### Page

* start *

May 9 will see the ACCC’s draft decision be finally handed down on whether TPG and Vodafone will be allowed to merge.
Written by Corinne Reichert, Contributor

The Australian Competition and Consumer Commission (ACCC) has set a new date for its provisional decision on whether TPG and Vodafone Australia will be allowed to merge, with the verdict to be handed down on May 9.

The new date follows another delay from the ACCC at the end of February, when it backed out of making the decision on March 28.

The regulator had been due to hand down its draft decision in December, but said it needed more time and information, as it was unclear on whether it would substantially lessen competition in the telecommunications market.

The ACCC released a statement of issues at the time, outlining concerns it had over TPG not becoming Australia's fourth mobile carrier. It was also looking into the long-term mobile impact as 5G begins to be deployed.

"Our preliminary view is that TPG is currently on track to become the fourth mobile network operator in Australia, and as such it's likely to be an aggressive competitor," ACCC Chair Rod Sims said at the time.

"We therefore have preliminary concerns that removing TPG as a new independent competitor with its own network, in what is a concentrated market for mobile services, would be likely to result in a substantial lessening of competition.

"If TPG remains separate from Vodafone, it appears likely to need to continue to adopt an aggressive pricing strategy, offering cheap mobile plans with large data allowances. Our preliminary view is the merged TPG-Vodafone would not have the incentive to operate in the same way."

The ACCC said it would also look into whether removing Vodafone as a separate fixed broadband provider would impact competition.

The Statement of Issues [PDF] said the ACCC was concerned that there would be higher prices and more restrictive conditions for wholesale services in the mobile market, and higher prices and lower-quality services including lower data inclusions or poor performance across retail fixed broadband.

* end *

### Supplied information

* start *

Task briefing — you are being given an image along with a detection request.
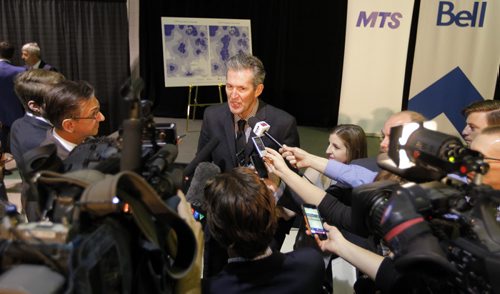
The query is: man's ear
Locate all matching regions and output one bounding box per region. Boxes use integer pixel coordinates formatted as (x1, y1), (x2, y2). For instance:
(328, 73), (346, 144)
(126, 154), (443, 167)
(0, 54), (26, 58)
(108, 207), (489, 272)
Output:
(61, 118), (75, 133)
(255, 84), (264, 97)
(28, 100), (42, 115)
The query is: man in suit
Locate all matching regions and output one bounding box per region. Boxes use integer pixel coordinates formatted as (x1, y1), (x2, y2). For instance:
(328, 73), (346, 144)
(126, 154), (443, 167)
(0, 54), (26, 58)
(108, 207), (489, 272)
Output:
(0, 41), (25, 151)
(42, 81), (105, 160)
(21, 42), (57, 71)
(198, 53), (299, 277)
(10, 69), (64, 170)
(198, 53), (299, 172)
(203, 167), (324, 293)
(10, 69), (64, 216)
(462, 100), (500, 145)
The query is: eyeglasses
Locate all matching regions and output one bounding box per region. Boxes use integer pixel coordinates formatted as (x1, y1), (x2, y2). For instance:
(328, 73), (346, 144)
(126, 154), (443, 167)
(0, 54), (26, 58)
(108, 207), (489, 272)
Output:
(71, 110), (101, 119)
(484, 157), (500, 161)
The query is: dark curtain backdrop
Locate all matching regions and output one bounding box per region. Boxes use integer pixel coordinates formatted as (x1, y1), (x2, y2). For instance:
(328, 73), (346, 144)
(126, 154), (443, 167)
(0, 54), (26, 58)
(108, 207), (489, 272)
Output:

* end *
* start *

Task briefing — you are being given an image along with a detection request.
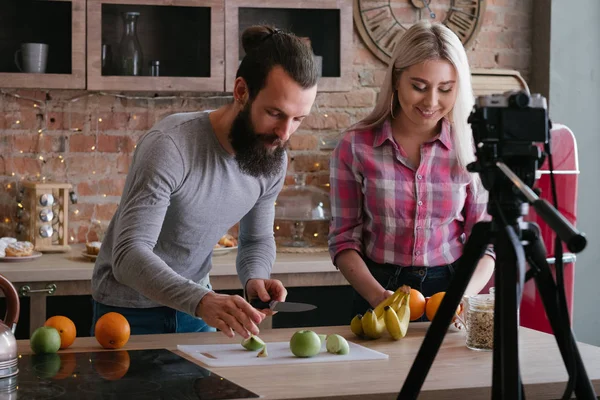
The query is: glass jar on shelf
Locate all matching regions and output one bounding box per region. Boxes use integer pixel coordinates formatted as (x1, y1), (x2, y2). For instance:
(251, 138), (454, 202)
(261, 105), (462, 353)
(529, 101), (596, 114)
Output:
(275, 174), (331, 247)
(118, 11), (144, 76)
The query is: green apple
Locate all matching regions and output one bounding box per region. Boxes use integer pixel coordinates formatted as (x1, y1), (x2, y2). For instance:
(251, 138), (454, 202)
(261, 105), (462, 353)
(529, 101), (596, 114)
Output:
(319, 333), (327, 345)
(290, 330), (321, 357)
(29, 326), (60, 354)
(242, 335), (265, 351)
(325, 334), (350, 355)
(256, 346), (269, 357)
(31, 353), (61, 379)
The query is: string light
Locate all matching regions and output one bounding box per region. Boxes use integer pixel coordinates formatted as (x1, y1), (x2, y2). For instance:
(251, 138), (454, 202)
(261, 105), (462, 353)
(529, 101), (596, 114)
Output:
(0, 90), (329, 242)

* end *

Copy out word for word the passage of the article about the proposed TPG and Vodafone merger that begins at the words "The new date" and stops after "the telecommunications market.".

The new date follows another delay from the ACCC at the end of February, when it backed out of making the decision on March 28.

The regulator had been due to hand down its draft decision in December, but said it needed more time and information, as it was unclear on whether it would substantially lessen competition in the telecommunications market.